───── Extract provided

As we enter the holiday season — and with health care workers struggling with pandemic burn-out, we should all do our part to prevent food-borne illness at our festive gatherings.

Angela Shaw, an Iowa State University Extension and Outreach food safety specialist, says her No. 1 tip for preventing food-borne illness during the holidays is “to keep hot foods hot, and cold foods cold.”

“If you’re planning a big get-together, think about ways that you can use chafing dishes and put burners under them or how you can use a Crock-Pot to keep things warm,” Shaw says. “Or when you think about cold (foods), can you put ice underneath your tray because it’s going to be out of the refrigerator?”

Shaw adds that if you’re serving a large roast, ham or turkey, then break down the meat into smaller pieces after cooking, store in small containers and refrigerate or freeze as soon as possible.

Also, if you’re traveling, it’s easier to keep foods cold on ice in a cooler than it is to keep dishes warm with towels or cozies, Shaw says. Once you get to the destination, heat the dish to a food-safe temperature in the microwave or oven, Shaw says.

You can find a list of recommended safe food temperatures and more tips on basic food safety at home at

Of course, we shouldn’t forget that some of our most vulnerable family members are still at risk from COVID-19, Shaw says.

If you aren’t feeling well or have any COVID symptoms, like a cough, stomachache or fever, be sure to stay home.

──────────
───── Provided data

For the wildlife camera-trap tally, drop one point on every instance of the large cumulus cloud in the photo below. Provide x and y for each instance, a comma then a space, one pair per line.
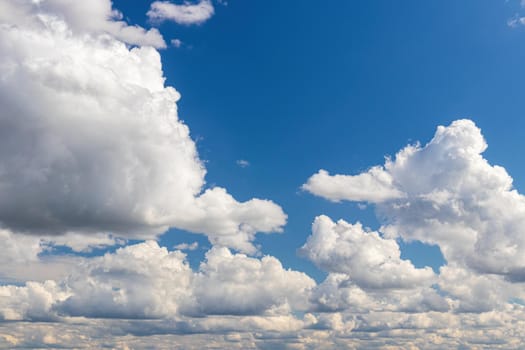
90, 140
446, 193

──────────

- Work order
Can you reproduce verbatim the passage of the holiday food safety article starting with "Shaw adds that" and going on through "to stay home."? Nothing in the listing matters for this.

- Output
Shaw adds that if you’re serving a large roast, ham or turkey, then break down the meat into smaller pieces after cooking, store in small containers and refrigerate or freeze as soon as possible.

Also, if you’re traveling, it’s easier to keep foods cold on ice in a cooler than it is to keep dishes warm with towels or cozies, Shaw says. Once you get to the destination, heat the dish to a food-safe temperature in the microwave or oven, Shaw says.

You can find a list of recommended safe food temperatures and more tips on basic food safety at home at

Of course, we shouldn’t forget that some of our most vulnerable family members are still at risk from COVID-19, Shaw says.

If you aren’t feeling well or have any COVID symptoms, like a cough, stomachache or fever, be sure to stay home.